The exercise — Locate every line in the records below that contains the string "stone", matching case exactly, and copy each of those lines.
** START OF Excerpted data **
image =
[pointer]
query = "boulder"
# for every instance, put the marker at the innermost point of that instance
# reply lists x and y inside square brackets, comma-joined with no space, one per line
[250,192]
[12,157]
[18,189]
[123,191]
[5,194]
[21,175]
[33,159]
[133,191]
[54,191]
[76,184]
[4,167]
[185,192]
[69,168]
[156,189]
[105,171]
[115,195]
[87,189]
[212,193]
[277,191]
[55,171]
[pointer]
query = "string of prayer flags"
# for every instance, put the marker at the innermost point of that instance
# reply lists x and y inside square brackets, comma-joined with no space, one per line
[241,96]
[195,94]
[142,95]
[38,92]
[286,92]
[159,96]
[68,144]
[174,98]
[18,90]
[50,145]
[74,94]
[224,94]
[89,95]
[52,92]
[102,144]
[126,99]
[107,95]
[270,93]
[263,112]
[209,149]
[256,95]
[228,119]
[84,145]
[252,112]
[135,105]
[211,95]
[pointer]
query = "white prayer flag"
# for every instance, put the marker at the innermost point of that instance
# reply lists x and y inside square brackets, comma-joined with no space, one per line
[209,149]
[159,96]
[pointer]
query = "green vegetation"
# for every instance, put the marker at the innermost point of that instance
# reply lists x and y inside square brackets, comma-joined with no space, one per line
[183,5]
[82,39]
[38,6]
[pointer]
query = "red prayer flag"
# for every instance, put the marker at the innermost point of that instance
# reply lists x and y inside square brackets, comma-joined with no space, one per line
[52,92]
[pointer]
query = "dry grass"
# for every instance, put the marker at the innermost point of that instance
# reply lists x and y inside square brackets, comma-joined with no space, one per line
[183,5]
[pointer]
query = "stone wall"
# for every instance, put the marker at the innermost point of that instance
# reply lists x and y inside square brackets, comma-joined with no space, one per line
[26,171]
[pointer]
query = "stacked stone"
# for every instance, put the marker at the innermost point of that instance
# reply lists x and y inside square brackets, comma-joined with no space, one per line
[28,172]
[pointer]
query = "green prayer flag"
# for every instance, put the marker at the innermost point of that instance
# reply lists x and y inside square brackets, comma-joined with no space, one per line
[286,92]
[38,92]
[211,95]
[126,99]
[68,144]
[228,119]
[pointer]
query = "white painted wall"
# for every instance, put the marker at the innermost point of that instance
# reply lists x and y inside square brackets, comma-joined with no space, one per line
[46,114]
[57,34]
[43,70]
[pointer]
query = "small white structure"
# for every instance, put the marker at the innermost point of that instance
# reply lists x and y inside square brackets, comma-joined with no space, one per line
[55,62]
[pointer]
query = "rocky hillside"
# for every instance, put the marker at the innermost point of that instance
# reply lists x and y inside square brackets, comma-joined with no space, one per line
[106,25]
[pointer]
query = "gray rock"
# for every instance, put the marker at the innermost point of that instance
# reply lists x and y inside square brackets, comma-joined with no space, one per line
** END OF Excerpted data **
Reply to the exercise —
query = "stone wall"
query = "stacked stone"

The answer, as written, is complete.